======== ENTRIES
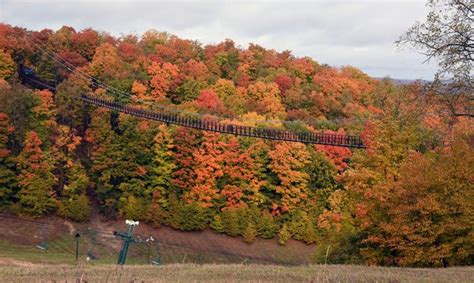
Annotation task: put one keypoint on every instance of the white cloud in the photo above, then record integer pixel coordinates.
(358, 33)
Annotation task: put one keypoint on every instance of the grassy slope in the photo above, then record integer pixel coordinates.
(230, 273)
(20, 240)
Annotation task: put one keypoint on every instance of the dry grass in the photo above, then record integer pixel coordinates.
(15, 271)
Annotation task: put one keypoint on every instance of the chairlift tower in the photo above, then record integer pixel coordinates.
(127, 238)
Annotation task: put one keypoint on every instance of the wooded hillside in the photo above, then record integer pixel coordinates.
(406, 200)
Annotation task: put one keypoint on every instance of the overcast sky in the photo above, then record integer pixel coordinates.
(357, 33)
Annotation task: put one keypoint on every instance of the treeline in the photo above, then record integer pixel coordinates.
(406, 200)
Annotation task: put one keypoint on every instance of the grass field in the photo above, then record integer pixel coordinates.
(27, 272)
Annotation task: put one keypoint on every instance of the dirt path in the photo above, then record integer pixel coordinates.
(14, 262)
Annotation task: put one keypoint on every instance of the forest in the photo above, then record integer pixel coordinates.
(405, 200)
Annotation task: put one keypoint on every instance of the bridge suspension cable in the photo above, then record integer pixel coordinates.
(190, 119)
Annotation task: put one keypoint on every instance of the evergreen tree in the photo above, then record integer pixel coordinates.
(7, 175)
(217, 225)
(249, 233)
(36, 179)
(284, 235)
(267, 226)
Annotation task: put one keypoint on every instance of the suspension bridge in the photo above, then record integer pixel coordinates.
(28, 77)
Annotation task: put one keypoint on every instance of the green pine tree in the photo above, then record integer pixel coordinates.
(36, 179)
(217, 225)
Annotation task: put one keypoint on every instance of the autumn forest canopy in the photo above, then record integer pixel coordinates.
(406, 200)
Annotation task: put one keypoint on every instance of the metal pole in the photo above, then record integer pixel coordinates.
(127, 238)
(77, 246)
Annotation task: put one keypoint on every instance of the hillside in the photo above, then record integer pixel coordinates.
(403, 201)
================
# [INSTRUCTION]
Repeat all of the records above verbatim, omitting the pictures from your answer.

# [ANSWER TO THE TASK]
Annotation task: put one keypoint on every instance of the white cloud in the photo above, then record integer pixel coordinates.
(358, 33)
Annotation task: put one keypoint on every instance of the grassy slope in the photo above, then record integer pixel coordinates.
(230, 273)
(20, 240)
Annotation task: put one keypoint on every instance of the dry grass in the photo above, then record integer pixel coordinates.
(15, 271)
Annotation task: put one keypoint on every instance of the chairlift tower in the photo above, then record integer pixel coordinates.
(127, 238)
Annotation task: put one keypoint on every instance of the wooded hillside in the photo above, then record integer pixel coordinates.
(406, 200)
Annotation task: put one keypoint on every instance of the overcast sky in the photo above, then record integer pixel coordinates.
(357, 33)
Annotation task: put one keypoint on every instance of the treeline in the photo above, then record integer pixel coordinates.
(406, 200)
Annotation task: put one keypoint on every instance of the grass field in the photo above, then record integer pixel coordinates.
(27, 272)
Annotation task: put one keypoint on every instance of the dirt path in the photo above, then record integer pixel coordinates.
(14, 262)
Annotation task: put one keypoint on every instance of the forest in the photo above, then record integer pixel coordinates.
(405, 200)
Annotation task: put one keypoint on every instance of the bridge suspension cable in the photo above, then record integer pixel coordinates.
(190, 119)
Annotation task: put one keypoint on every instance of the evergreen tree in the photo above, then record integer pixel coordinates.
(7, 175)
(217, 225)
(249, 233)
(36, 179)
(284, 235)
(267, 226)
Annotation task: put one keypoint on every instance of the suspension bridge in the photo above, then record integer pixel coordinates.
(28, 77)
Annotation task: put one keypoint on every instance of the green pine tree in the photo above, then record integer pixel coordinates.
(36, 179)
(217, 225)
Annotation task: put one keypoint on every instance of the autumn forest canopy in the photo above, then record integer pixel coordinates.
(406, 200)
Annotation task: put one keypoint on every instance of the metal pole in the photo above, then record integer pixel coordinates.
(127, 238)
(77, 246)
Annotation task: put one keypoint on every instance of the hillside in the photo above, then record integer pixel coordinates.
(403, 201)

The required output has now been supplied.